** START OF Exercise material **
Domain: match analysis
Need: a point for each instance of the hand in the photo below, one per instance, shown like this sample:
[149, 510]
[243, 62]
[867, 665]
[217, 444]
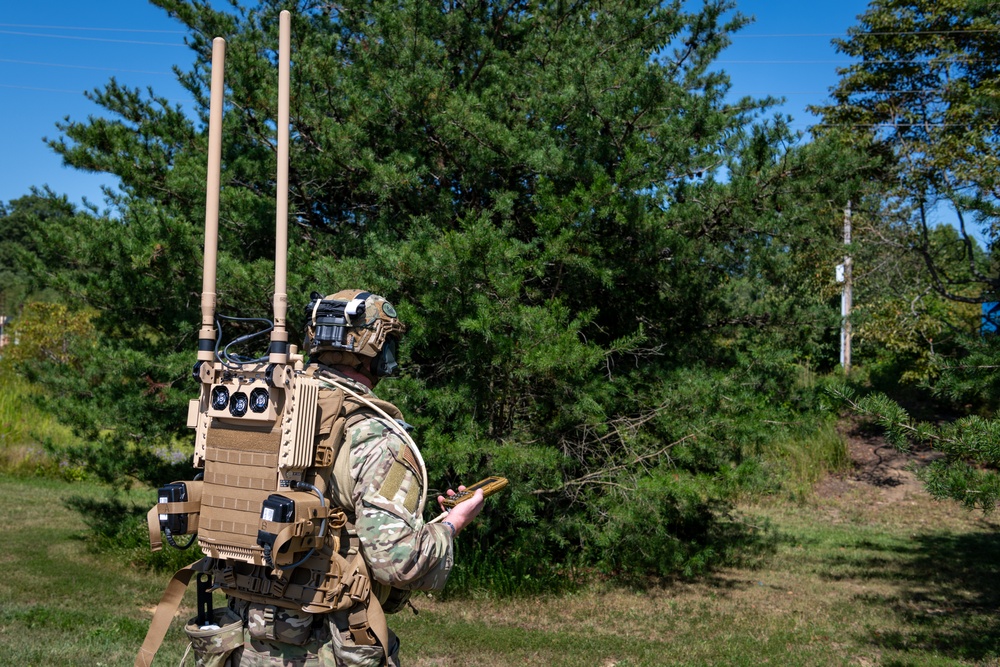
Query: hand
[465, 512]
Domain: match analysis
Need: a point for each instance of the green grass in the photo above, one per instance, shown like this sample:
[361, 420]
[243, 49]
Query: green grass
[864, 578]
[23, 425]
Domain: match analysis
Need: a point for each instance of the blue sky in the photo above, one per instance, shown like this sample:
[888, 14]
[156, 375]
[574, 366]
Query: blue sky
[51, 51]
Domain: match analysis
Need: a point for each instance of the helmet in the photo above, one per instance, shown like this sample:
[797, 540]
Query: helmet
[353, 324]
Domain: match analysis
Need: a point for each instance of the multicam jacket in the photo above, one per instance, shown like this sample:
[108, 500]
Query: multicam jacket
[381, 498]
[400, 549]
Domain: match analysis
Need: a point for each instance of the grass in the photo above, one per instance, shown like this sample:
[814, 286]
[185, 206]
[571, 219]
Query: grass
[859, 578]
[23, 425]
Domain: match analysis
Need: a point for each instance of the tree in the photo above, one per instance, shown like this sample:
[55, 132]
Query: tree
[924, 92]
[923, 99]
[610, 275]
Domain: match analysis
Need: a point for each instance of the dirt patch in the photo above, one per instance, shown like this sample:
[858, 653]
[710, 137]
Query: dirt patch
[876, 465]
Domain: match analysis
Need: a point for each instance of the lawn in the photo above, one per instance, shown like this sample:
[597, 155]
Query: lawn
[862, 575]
** END OF Exercise material **
● Exercise description
Give the entries again without a single change, but with no pictures.

● Full solution
Domain: match analysis
Need: a point for each instance of the hand in the photo below, one per instance, shown like this sample:
[149, 510]
[243, 62]
[867, 665]
[217, 444]
Query: hand
[465, 512]
Domain: match analysis
Need: a point for each instance of the green grass in the photo above, one per instance, shown like this sample:
[361, 420]
[243, 49]
Query: green grass
[864, 578]
[23, 425]
Domain: match analysis
Need: a point for each instance of the blue sky in the photo above, one per instance, shown like this sample:
[888, 14]
[156, 375]
[574, 366]
Query: blue sky
[51, 51]
Domain: match analysis
Need: a point for each instance of the helmet in the photo above, one per instance, shown like this sample:
[797, 540]
Query: helmet
[353, 324]
Domain: match analysis
Need: a point for each instance of the multicam jacket in the photo above, one per instance, shown like this sample:
[108, 500]
Query: multicam jacket
[381, 498]
[400, 549]
Domain: match analysis
Need: a point for each instance of the grass in the photo above, one per instance, shown like this sample:
[814, 286]
[185, 206]
[571, 219]
Query: grass
[859, 578]
[23, 425]
Domain: match analysis
Need: a point for each instance of the tree in the photo above, one per instance, shown like this sample:
[55, 132]
Query: tree
[924, 92]
[923, 99]
[610, 275]
Domain: match analysis
Need: a point for each instance of the dirt patch in the photo above, one per instance, shown like this sample:
[858, 653]
[710, 137]
Query: dirt patch
[876, 465]
Domain: match analysis
Need: a point for each instance of the lawn in the photo above, one per instance, shown like this sample:
[597, 155]
Query: lawn
[862, 575]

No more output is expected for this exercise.